Your tasks:
1. Answer these questions about the Yorkville Theatre passage:
(a) What production opened the theater's run as a burlesque house?
(b) Who sued the theater in 1916, and for advertising what?
(c) In what musical comedy did Mizi Gizi appear on October 24?
2. Can you carry the Yorkville Theatre history forward from its final sentence?

Exercise passage:
== Segment start ==

The following year the Yorkville Theatre received another make-over.  The New York Times reported on August 8, 1915 that “after completed alterations [it] will open next Saturday evening as a burlesque theatre, with two performances a day and a new program each week.”  The opening production was Frank Calder’s The High-Life Girls.

The following week the Evening World explained that The High-Life Girls was “two one-act burlesques, ‘A Country Vacation’ and ‘At the Pekin Cabaret.’”  The newspaper opined “The favor with which the performance was received indicates a successful career for the Yorkville under the new order of things.”

The burlesque offerings were far different from Bimberg’s vision.  Later that month Parisian Flirts was staged, with Charlie Robinson featured “in comedy characterizations.”  Eight months later Florenz Ziegfeld sued the theater for advertising The Follies of 1916.  The Times reported on April 20, 1916 “Mr. Ziegfeld at once instituted proceedings to protect his title, which is copyrighted.”

By now Yorkville was the center of New York’s German population.  Many of the productions staged at the Yorkville Theatre were presented in German.  But even in German, burlesque acts sometimes stepped over the line of Edwardian decency. 

Mizi Gizi was a popular actress of the German stage and she was scheduled to appear in “a program of German playlets” here on May 23, 1916.  The Times reported the following morning that theatergoers were “disappointed because there was no performance.”  The newspaper explained that the “Police Department…notified the theatre management after last Saturday night’s performance that two of the playlets on the bill would have to be toned down before they could be given again.” According to Police Commissioner Woods, he had received “complaints as to the alleged improper nature of some of the playlets offered.”

Mizi Gizi was back on stage on October 24 in a musical comedy, Die tolle Dolly.  The Times called it “a typical and conventional German musical comedy as to plot and humor, although its pleasing, if not distinguished melodies are produced more in the Broadway manner than is customary on the local German stage.”

Although German productions continued in 1917 (in November Mizi Gizi starred in a three-act German language operetta Auto Love; and in December Johan Strauss’s operetta On the Blue Danube was staged); anti-German sentiments were high following America’s entry into World War I.

== Segment end ==

(Data entries)
== Segment start ==

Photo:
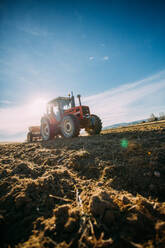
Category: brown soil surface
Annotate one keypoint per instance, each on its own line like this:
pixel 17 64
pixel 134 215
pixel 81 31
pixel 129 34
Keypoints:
pixel 101 191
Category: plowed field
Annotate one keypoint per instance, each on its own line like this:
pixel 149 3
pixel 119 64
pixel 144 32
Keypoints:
pixel 101 191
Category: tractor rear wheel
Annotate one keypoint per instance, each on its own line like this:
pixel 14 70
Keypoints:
pixel 29 137
pixel 46 130
pixel 96 125
pixel 70 126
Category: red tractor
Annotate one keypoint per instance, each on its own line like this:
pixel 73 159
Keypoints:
pixel 65 119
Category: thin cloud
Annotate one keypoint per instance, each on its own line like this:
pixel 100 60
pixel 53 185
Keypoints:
pixel 5 102
pixel 106 58
pixel 121 104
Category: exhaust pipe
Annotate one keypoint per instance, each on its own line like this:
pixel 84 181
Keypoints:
pixel 79 98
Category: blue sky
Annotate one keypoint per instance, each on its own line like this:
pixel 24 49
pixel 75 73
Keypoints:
pixel 112 52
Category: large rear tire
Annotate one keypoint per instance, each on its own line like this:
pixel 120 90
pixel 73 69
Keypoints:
pixel 70 126
pixel 29 137
pixel 96 125
pixel 46 130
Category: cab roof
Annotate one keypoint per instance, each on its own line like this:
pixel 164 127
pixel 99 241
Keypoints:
pixel 62 100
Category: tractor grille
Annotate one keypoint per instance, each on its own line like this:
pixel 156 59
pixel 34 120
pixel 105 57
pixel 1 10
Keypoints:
pixel 85 110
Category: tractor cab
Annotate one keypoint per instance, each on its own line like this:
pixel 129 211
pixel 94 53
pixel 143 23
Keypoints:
pixel 65 119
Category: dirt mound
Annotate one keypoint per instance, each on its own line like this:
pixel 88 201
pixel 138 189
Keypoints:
pixel 101 191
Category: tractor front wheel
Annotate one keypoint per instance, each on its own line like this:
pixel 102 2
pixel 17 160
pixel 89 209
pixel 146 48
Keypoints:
pixel 95 125
pixel 70 126
pixel 46 130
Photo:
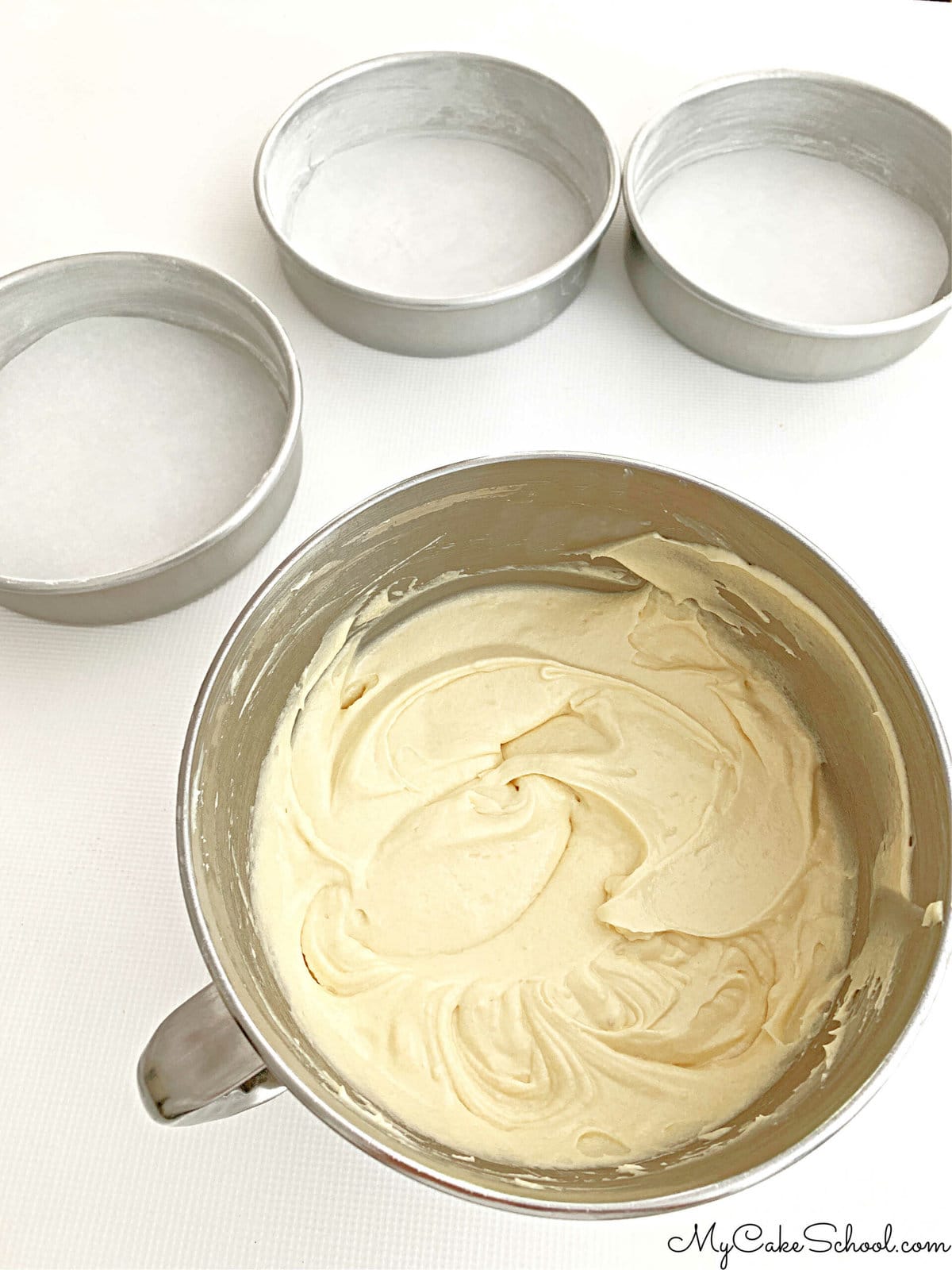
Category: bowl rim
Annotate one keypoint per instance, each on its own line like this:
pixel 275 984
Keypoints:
pixel 435 304
pixel 271 476
pixel 827 330
pixel 393 1156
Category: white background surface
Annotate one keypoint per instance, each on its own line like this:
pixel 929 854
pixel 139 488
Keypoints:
pixel 136 126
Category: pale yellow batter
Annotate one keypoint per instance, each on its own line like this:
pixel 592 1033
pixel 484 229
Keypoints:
pixel 552 874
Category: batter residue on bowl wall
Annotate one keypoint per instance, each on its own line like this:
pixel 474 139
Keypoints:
pixel 551 874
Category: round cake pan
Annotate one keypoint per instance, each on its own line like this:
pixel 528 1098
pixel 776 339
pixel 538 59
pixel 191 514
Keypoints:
pixel 556 149
pixel 44 298
pixel 866 129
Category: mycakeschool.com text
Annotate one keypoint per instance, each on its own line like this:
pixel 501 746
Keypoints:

== Segment end ==

Answers per task:
1.
(a) Frank Calder's The High-Life Girls
(b) Florenz Ziegfeld, for advertising The Follies of 1916
(c) Die tolle Dolly

2.
By the following season German productions were halted throughout the city.  The Metropolitan Opera House banned German operas.  The Times later noted that German plays were barred “from the Irving Place Theatre and the Yorkville Theatre.”

The New York Times reported “The German company which has held the boards of the Yorkville Theatre in Eighty-sixth Street for the last three or four years will give way to an American company this season.”  There was little question regarding the political tone of the country on opening night 1918.

“The opening attraction will be ‘Tell That to the Marines,’ a play by Mr. Philipp and Edward A. Paulton."   The newspaper added for good measure, "Philipp is an American citizen.”

It was not until the season of 1925 that German was heard again in the Yorkville Theatre.  On October 1 that year The Times reported it “will reopen as a German playhouse.”  Later that season, in January 1926, Strauss’s opera The Gypsy Baron was staged and the following month Anneliese von Dessau debuted.  The German operetta was written by Robert Winterberg.

Heinrich Knote, renowned tenor of the Munich Opera, appeared at the Yorkville Theatre in May 1928.  His would be one of the last performances here.   The theater shut its doors for good that year and was converted to stores on the first floor, a dance hall on the second, and meeting rooms above.


Today pseudo-modern store fronts have erased any trace of the Yorkville Theater entrance.  But on the heavily altered upper floors the dramatic 1904 decorations survive.